### TASK REQUIREMENTS
Extend the short essay below about replacing a consumer lifestyle with something better, picking up after its last sentence and keeping its voice.
TEXT SECTION section start
We need a different party to replace the one that seems to be ending needs to be ended. (here I don't mean a different political party, which we probably do, BTW, but a positive rewarding lifestyle with a different set of motivations - we need something new, constructive, and meaningful, because just taking away our current consumer lifestyle is not going to work).

My hope, and I cling to it, is that we'll be able to focus on the positive and focus on something else we're good at besides consuming. We'll be able to gain efficiencies through technology - like metropolitan broadband - that end up buying us some time to restructure our economy away from reliance on ever expanding consumerism, which has zero chances, I believe, in being sustainable.

We're hitting real limits and the past seven years, no, make that the past 50 years, start to seem like the party that would never end. But after this party does end, and all parties must end at some point, so if even the Post WWII Economic Boom is in decline, we should imagine that one, folks - the hangover that follows is going to be a doozy for us all. We need something better and different to replace what we are losing.
TEXT SECTION section end
SUPPLIED RECORDS section start
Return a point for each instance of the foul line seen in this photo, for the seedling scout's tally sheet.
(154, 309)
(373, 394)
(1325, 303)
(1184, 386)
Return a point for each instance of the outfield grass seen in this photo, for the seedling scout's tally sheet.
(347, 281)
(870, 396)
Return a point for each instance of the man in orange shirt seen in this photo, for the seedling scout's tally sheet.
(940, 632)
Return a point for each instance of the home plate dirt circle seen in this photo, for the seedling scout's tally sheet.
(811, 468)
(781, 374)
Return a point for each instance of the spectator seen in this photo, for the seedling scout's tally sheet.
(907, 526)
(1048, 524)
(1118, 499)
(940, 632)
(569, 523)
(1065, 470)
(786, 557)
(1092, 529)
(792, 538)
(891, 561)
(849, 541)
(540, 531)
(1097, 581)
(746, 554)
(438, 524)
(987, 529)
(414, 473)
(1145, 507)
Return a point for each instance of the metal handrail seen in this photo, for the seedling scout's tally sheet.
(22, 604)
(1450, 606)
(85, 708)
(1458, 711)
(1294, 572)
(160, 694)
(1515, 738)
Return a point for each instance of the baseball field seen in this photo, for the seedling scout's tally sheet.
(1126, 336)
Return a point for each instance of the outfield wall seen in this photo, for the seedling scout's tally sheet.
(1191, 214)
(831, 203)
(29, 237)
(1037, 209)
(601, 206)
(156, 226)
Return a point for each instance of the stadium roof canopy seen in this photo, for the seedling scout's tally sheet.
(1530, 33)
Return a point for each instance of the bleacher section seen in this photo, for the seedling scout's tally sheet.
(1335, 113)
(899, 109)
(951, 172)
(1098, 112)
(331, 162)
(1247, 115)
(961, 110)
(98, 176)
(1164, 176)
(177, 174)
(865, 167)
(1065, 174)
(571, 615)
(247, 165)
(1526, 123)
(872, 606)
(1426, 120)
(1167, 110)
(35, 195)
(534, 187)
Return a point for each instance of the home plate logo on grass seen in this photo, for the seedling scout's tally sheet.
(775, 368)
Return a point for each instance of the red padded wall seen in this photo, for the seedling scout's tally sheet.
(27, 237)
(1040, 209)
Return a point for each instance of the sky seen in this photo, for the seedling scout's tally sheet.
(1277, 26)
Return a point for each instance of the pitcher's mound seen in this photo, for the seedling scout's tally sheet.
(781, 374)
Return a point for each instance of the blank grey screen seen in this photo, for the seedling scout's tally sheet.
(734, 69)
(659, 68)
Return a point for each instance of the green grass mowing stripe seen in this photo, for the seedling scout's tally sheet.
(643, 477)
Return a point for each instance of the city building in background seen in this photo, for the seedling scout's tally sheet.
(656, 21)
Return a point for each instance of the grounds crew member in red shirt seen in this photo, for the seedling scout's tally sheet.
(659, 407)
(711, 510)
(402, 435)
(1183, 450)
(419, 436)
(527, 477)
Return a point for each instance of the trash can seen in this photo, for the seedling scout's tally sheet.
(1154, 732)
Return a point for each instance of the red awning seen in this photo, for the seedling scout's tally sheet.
SUPPLIED RECORDS section end
### EXERCISE ANSWER
And that, I'm afraid, is one helluva basket of lemons to be handed. Lemonade, anyone?

I'll take mine with a little Jack Daniels, thanks...let's start a new party to replace the old one. Let's reshuffle the deck.

UPDATE JAN 27.

The Story of Stuff is getting broader exposure, it seems. Daily Kos, a highly popular website for progressive politics, has just posted a discussion and came to many of the same conclusions I did. But they are more optimistic than I was in this original post. The comments at the end of the post are especially interesting (357 as of this update). Recommended reading.

With the help of producer Louis Fox and artist Ruben DeLuna at Free Range Studios, Annie turned her one hour talk into a twenty minute film. A film that's been watched by more than one million unique viewers. A film that's available on line and which you can watch by clicking the picture above. If you haven't seen the film go now. Seriously. Right now. You'll be glad you did. Because this short film is as direct, effective, and eye-opening on consumer society as An Inconvenient Truth is on climate change.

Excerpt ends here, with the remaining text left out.